Task description
From the indenture excerpt, reproduce verbatim the passage between "This restriction also" and "Company to DTC.", inclusive.

In addition to the permitted issuances above, Secured Debt not otherwise so permitted may be issued in an amount that does not exceed 15% of Net Tangible Assets as defined below.
 
"Net Tangible Assets" means the total of all assets (including revaluations thereof as a result of commercial appraisals, price level restatement or otherwise) appearing on the Company's balance sheet, net of applicable reserves and deductions, but excluding goodwill, trade names, trademarks, patents, unamortized debt discount and all other like intangible assets (which term shall not be construed to include such revaluations), less the aggregate of the Company's current liabilities appearing on such balance sheet.  For purposes of this definition, the Company's balance sheet does not include assets and liabilities of its subsidiaries.
 
This restriction also does not apply to or prevent the creation or existence of leases made, or existing on property acquired, in the ordinary course of business.
   
3.
You are hereby requested to authenticate $250,000,000 aggregate principal amount of 5.65% Senior Notes, Series O, due 2012 and $250,000,000 aggregate principal amount of 6.70% Senior Notes, Series P, due 2037, executed by the Company and delivered to you concurrently with this Company Order and Officers' Certificate, in the manner provided by the Indenture.
   
4.
You are hereby requested to hold the Notes as custodian for DTC in accordance with the Blanket Issuer Letter of Representations dated June 24, 2004, from the Company to DTC.

Raw data
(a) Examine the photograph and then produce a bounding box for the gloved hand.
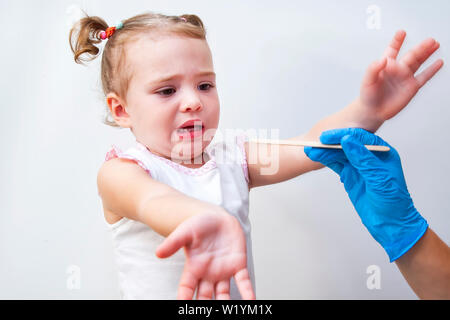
[304,128,428,262]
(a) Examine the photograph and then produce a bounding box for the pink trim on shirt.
[105,145,152,176]
[136,140,217,176]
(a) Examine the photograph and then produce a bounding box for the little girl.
[69,13,442,299]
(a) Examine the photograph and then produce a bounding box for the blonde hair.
[69,12,206,127]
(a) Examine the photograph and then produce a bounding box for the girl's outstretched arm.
[245,30,443,187]
[97,158,254,299]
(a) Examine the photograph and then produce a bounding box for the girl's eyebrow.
[149,71,216,85]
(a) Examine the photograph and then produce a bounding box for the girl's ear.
[106,92,131,128]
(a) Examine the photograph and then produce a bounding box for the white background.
[0,0,450,299]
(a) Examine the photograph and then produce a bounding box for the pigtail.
[69,14,108,64]
[180,14,205,30]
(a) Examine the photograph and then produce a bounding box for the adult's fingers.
[234,268,256,300]
[214,280,230,300]
[416,59,444,87]
[197,279,214,300]
[362,57,387,86]
[401,38,439,73]
[341,135,385,187]
[177,264,198,300]
[383,30,406,60]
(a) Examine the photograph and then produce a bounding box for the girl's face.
[108,36,220,163]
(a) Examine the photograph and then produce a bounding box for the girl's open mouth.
[177,125,205,139]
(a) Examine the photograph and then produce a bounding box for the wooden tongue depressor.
[249,139,390,152]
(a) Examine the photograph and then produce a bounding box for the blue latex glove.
[304,128,428,262]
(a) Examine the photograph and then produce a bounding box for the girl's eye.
[158,88,174,96]
[200,83,214,90]
[158,83,214,96]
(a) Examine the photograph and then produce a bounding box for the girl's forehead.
[127,36,213,75]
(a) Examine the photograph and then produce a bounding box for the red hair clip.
[100,27,116,40]
[100,21,123,40]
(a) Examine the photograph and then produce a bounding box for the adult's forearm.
[395,228,450,299]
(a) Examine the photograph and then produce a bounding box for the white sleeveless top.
[105,135,255,299]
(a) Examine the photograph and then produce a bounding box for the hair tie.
[100,21,123,40]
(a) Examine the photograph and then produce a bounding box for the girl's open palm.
[156,212,255,300]
[360,30,443,121]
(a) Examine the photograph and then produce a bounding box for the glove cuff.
[384,217,428,262]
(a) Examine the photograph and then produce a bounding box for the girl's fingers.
[214,280,230,300]
[197,280,214,300]
[401,38,439,73]
[177,265,198,300]
[362,57,387,86]
[416,59,444,87]
[234,268,256,300]
[383,30,406,60]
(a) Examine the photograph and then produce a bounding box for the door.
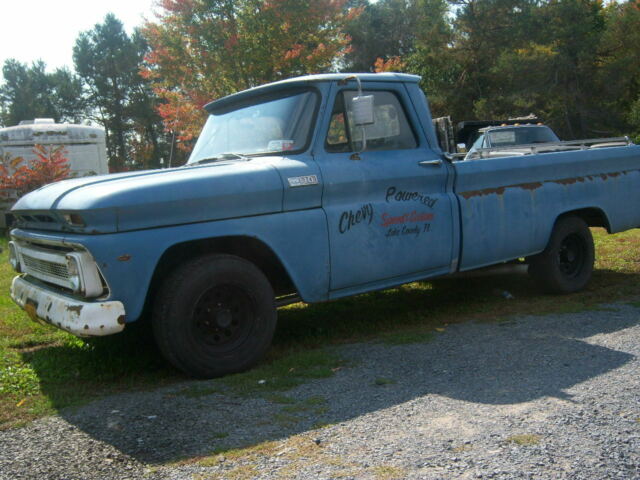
[315,82,454,291]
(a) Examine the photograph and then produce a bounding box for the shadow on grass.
[18,271,640,463]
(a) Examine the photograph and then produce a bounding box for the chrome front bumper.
[11,276,125,337]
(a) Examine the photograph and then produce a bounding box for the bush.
[0,145,70,198]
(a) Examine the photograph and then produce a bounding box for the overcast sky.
[0,0,156,73]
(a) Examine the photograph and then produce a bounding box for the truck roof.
[204,72,421,113]
[478,123,549,133]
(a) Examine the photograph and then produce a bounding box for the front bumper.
[11,276,125,337]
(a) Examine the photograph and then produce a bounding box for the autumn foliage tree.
[0,145,70,197]
[142,0,358,146]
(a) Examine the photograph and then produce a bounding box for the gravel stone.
[0,304,640,480]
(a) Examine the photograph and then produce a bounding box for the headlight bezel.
[8,241,22,273]
[65,251,104,298]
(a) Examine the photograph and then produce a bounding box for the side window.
[325,90,418,152]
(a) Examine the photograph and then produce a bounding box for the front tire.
[153,255,276,378]
[529,216,595,293]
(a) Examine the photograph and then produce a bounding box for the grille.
[22,253,69,281]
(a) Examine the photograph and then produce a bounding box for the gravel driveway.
[0,304,640,480]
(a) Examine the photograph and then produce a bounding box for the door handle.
[418,160,442,167]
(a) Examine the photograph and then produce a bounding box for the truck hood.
[11,157,283,233]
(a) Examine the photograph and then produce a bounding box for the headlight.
[67,254,82,293]
[62,213,86,227]
[66,252,104,297]
[9,242,22,273]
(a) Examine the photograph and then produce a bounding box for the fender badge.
[287,175,318,187]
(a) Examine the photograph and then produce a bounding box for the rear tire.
[529,216,595,293]
[153,255,276,378]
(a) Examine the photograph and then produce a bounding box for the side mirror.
[352,92,375,127]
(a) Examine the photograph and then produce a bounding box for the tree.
[143,0,357,142]
[0,145,70,197]
[0,59,85,126]
[73,14,168,171]
[343,0,419,72]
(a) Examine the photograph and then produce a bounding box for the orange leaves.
[284,43,304,60]
[143,0,361,140]
[0,145,70,197]
[373,56,405,73]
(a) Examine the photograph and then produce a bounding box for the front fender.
[13,209,330,322]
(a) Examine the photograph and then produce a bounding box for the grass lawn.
[0,229,640,429]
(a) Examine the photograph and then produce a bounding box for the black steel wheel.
[153,255,276,378]
[529,216,595,293]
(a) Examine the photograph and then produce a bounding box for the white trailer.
[0,118,109,177]
[0,118,109,229]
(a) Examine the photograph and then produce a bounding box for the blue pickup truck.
[9,73,640,377]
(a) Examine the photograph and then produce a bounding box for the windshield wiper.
[188,152,250,165]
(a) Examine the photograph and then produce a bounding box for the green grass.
[0,229,640,429]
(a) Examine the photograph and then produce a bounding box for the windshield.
[488,127,559,147]
[188,91,317,163]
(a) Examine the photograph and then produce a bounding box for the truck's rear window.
[325,90,418,152]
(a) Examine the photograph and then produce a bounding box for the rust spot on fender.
[551,177,584,185]
[67,305,83,316]
[515,182,542,190]
[460,182,542,200]
[460,187,505,200]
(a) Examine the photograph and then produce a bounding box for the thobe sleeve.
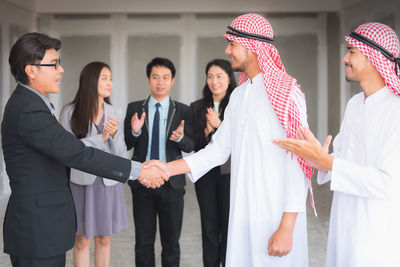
[184,96,232,182]
[283,89,308,212]
[317,101,349,185]
[331,116,400,199]
[283,153,308,212]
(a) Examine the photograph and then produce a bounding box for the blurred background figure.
[190,59,236,267]
[60,62,128,267]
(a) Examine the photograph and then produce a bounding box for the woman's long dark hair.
[202,59,236,120]
[70,61,111,139]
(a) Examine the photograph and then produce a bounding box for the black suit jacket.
[124,97,194,188]
[1,85,131,258]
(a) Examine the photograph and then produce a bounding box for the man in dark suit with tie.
[1,33,168,267]
[124,57,194,267]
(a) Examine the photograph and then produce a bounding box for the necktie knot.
[150,102,161,159]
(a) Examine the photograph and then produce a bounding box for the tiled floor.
[0,182,331,267]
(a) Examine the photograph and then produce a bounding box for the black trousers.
[194,167,230,267]
[10,253,65,267]
[131,183,185,267]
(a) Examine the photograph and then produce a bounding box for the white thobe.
[318,87,400,267]
[185,74,308,267]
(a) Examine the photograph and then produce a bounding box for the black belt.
[226,26,274,44]
[349,32,400,76]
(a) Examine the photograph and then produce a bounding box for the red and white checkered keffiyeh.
[345,22,400,96]
[224,14,314,214]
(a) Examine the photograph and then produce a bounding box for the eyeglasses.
[30,59,61,70]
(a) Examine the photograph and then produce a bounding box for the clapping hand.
[101,117,119,142]
[131,112,146,134]
[169,120,185,141]
[138,160,170,189]
[104,117,119,137]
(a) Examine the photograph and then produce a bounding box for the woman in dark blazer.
[190,59,236,267]
[60,62,128,267]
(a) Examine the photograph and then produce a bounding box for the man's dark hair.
[146,57,176,78]
[8,32,61,84]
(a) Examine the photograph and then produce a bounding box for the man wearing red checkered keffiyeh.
[275,22,400,267]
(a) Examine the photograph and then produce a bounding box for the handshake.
[138,160,171,189]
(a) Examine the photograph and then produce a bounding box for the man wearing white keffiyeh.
[275,22,400,267]
[145,14,312,267]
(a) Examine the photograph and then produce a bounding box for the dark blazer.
[1,85,131,258]
[190,98,231,174]
[124,97,194,188]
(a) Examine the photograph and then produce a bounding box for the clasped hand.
[138,160,170,189]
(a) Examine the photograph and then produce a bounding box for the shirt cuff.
[131,129,142,137]
[174,134,185,143]
[128,161,142,181]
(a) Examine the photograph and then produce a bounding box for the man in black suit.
[1,33,168,267]
[124,58,194,267]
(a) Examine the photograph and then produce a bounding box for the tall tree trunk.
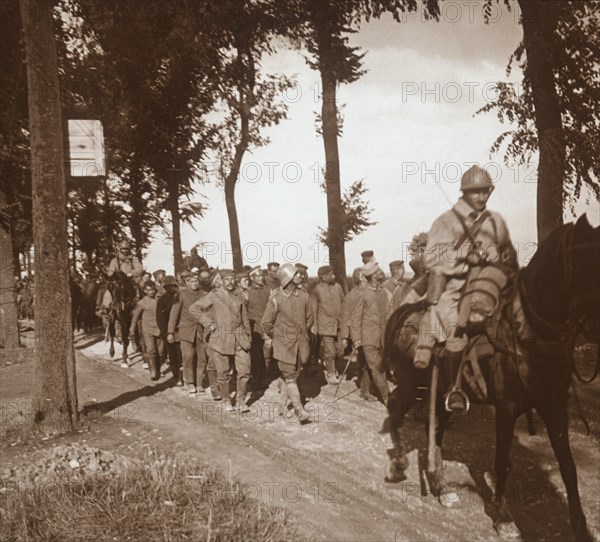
[314,4,347,291]
[225,157,248,271]
[168,178,185,273]
[225,28,255,271]
[519,0,566,243]
[19,0,77,434]
[0,189,20,348]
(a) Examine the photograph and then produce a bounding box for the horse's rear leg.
[537,397,593,542]
[488,404,518,538]
[385,373,415,482]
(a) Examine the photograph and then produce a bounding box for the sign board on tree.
[69,119,106,177]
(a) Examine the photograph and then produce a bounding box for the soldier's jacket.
[106,256,144,279]
[260,288,314,364]
[311,281,344,337]
[340,286,362,339]
[156,292,177,336]
[168,288,207,343]
[350,286,389,348]
[424,199,511,277]
[248,284,271,335]
[190,289,250,356]
[265,275,281,292]
[392,280,410,312]
[129,296,160,337]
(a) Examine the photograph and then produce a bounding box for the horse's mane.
[381,301,427,371]
[108,271,137,303]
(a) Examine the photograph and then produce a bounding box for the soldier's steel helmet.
[277,263,299,288]
[460,166,494,192]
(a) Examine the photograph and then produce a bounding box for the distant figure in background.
[156,276,183,386]
[129,280,165,380]
[152,269,167,296]
[360,250,377,265]
[265,262,281,292]
[183,245,208,270]
[310,265,344,384]
[106,240,142,282]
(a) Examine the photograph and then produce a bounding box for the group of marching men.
[109,241,409,422]
[108,166,518,422]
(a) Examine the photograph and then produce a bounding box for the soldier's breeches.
[143,333,165,360]
[277,353,302,382]
[363,346,390,402]
[181,341,207,386]
[320,335,338,373]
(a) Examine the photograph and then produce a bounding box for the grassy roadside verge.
[0,457,298,542]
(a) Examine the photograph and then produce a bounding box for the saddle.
[397,264,518,409]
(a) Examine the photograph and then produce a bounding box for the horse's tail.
[382,300,427,372]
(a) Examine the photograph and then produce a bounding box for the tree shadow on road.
[382,406,596,542]
[81,378,175,416]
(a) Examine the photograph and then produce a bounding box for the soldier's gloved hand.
[465,250,487,266]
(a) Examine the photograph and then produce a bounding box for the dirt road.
[0,342,600,541]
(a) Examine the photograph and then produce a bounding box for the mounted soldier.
[106,240,144,283]
[414,166,514,410]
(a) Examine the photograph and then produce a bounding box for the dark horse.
[107,271,138,367]
[384,216,600,541]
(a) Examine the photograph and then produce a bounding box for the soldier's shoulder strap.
[452,208,495,250]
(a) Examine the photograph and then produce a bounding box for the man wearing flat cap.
[152,269,167,297]
[294,262,308,292]
[265,262,281,292]
[235,271,250,304]
[382,260,409,313]
[350,262,389,406]
[156,275,183,386]
[167,272,221,400]
[248,265,271,388]
[190,269,250,412]
[311,265,344,384]
[360,250,377,265]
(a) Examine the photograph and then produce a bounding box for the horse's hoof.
[494,521,523,540]
[438,488,463,508]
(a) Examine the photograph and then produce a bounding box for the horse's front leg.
[537,395,593,542]
[486,403,520,539]
[121,323,129,369]
[385,374,415,482]
[106,317,115,358]
[427,406,454,508]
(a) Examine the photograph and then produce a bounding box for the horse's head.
[568,215,600,344]
[107,271,136,305]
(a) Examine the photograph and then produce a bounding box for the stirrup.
[444,387,471,412]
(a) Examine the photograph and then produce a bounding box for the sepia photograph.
[0,0,600,542]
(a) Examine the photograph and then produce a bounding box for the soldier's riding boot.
[358,367,377,401]
[235,380,250,413]
[219,382,235,412]
[373,372,390,406]
[277,378,289,418]
[284,382,310,424]
[143,354,160,380]
[440,350,469,412]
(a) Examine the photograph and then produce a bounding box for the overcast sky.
[144,1,600,275]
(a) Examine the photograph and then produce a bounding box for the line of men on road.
[124,251,409,422]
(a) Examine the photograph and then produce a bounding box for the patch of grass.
[0,458,298,542]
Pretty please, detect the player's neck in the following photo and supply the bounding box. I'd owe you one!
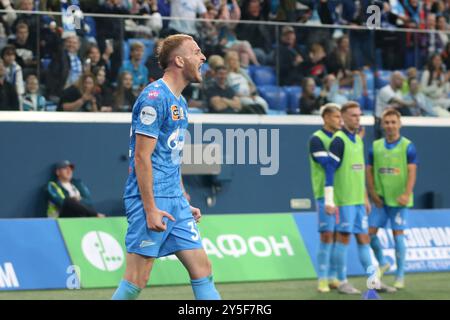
[162,71,188,98]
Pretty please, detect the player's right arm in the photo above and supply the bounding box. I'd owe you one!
[366,149,383,208]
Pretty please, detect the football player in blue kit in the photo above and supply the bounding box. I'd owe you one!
[112,34,220,300]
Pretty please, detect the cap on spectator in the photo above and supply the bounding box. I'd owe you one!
[281,26,295,35]
[55,160,75,170]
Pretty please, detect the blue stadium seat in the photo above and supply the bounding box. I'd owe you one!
[284,86,302,113]
[258,85,288,111]
[376,70,392,89]
[249,66,277,86]
[123,38,155,64]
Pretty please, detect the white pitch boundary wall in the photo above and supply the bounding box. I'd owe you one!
[0,111,450,127]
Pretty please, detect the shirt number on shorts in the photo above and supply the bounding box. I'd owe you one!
[188,221,200,241]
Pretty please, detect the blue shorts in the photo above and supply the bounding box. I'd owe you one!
[369,205,408,230]
[336,205,369,234]
[316,199,336,232]
[124,197,202,258]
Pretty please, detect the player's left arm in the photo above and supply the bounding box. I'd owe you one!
[397,143,418,206]
[180,177,202,223]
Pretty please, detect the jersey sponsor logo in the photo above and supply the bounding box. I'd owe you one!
[148,90,159,99]
[378,168,400,176]
[139,106,156,126]
[170,105,184,121]
[352,163,364,171]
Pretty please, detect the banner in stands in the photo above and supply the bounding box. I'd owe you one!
[294,210,450,275]
[59,214,316,288]
[0,219,74,290]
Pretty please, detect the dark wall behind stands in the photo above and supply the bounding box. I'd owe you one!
[0,122,450,218]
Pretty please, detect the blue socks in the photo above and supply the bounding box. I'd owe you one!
[334,242,348,282]
[395,234,406,279]
[191,275,221,300]
[328,243,337,279]
[317,242,333,279]
[358,244,372,272]
[111,280,141,300]
[370,234,386,266]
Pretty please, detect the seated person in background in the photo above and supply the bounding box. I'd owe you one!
[92,66,114,112]
[225,51,269,113]
[58,73,98,112]
[113,71,137,112]
[278,26,304,86]
[375,71,415,118]
[0,59,19,111]
[405,78,442,117]
[22,74,46,111]
[8,22,37,71]
[303,43,327,84]
[119,42,148,92]
[299,78,326,114]
[205,66,242,113]
[47,160,105,218]
[2,44,25,97]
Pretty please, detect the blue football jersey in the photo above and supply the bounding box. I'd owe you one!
[124,79,188,198]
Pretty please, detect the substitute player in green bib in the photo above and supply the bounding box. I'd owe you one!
[309,103,342,293]
[367,108,418,289]
[325,101,395,294]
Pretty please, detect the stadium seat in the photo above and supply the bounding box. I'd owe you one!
[123,38,155,64]
[249,66,277,86]
[258,85,288,111]
[376,70,392,89]
[283,86,302,113]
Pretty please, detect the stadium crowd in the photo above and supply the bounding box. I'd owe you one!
[0,0,450,117]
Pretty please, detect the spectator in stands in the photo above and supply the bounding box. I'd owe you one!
[92,66,114,112]
[442,42,450,70]
[22,74,46,111]
[218,0,260,68]
[375,71,415,118]
[0,0,17,29]
[303,43,327,84]
[95,0,130,79]
[327,35,367,97]
[169,0,206,38]
[119,41,148,92]
[424,13,448,57]
[225,51,269,113]
[205,66,242,113]
[1,44,25,97]
[202,55,225,89]
[9,22,37,76]
[84,44,115,84]
[299,78,326,114]
[236,0,274,65]
[405,78,442,117]
[0,59,19,111]
[420,54,450,109]
[278,26,304,86]
[125,0,163,38]
[12,0,40,39]
[58,73,99,112]
[113,71,137,112]
[47,33,83,102]
[145,40,164,83]
[197,3,224,57]
[436,16,449,48]
[47,160,105,218]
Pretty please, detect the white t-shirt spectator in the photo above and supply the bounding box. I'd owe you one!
[375,84,403,118]
[169,0,206,36]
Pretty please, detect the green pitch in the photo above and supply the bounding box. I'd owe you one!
[0,273,450,300]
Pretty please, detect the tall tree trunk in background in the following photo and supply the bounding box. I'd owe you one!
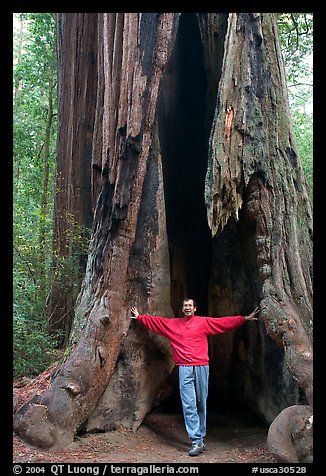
[15,13,312,458]
[48,13,97,344]
[39,64,54,273]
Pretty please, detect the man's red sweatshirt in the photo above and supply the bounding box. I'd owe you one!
[137,314,245,365]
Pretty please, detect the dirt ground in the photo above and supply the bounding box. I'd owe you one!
[13,368,276,465]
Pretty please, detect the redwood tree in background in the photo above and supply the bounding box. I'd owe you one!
[15,13,312,461]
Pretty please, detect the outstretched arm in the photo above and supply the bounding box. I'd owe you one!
[130,306,139,319]
[245,307,259,321]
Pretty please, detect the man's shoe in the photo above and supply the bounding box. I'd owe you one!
[188,443,205,456]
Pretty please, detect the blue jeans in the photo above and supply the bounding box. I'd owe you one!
[179,365,209,444]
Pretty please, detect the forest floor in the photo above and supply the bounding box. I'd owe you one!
[13,367,276,465]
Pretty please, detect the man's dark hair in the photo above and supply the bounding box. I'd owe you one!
[182,297,197,307]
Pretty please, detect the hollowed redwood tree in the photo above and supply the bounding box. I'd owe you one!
[14,13,312,462]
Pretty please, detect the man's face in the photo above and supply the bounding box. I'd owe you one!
[182,299,196,317]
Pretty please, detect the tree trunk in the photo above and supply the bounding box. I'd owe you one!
[48,13,97,344]
[15,13,312,462]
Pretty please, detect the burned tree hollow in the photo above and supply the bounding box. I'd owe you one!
[157,14,306,421]
[157,14,218,315]
[14,13,313,462]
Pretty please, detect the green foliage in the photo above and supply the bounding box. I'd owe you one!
[13,13,56,376]
[278,13,313,193]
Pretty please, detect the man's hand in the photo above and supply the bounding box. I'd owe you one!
[130,306,139,319]
[245,307,259,321]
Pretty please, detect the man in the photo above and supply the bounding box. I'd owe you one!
[131,298,259,456]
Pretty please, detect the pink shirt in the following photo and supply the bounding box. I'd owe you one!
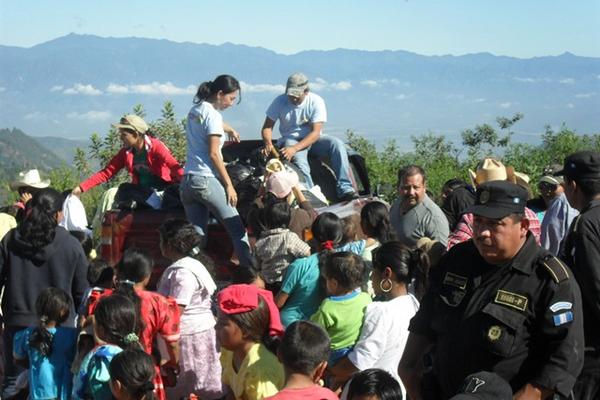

Finished answer
This restriction also does not apply to or prevent the creation or existence of leases made, or existing on property acquired, in the ordinary course of business.
   
3.
You are hereby requested to authenticate $250,000,000 aggregate principal amount of 5.65% Senior Notes, Series O, due 2012 and $250,000,000 aggregate principal amount of 6.70% Senior Notes, Series P, due 2037, executed by the Company and delivered to you concurrently with this Company Order and Officers' Certificate, in the manner provided by the Indenture.
   
4.
You are hereby requested to hold the Notes as custodian for DTC in accordance with the Blanket Issuer Letter of Representations dated June 24, 2004, from the Company to DTC.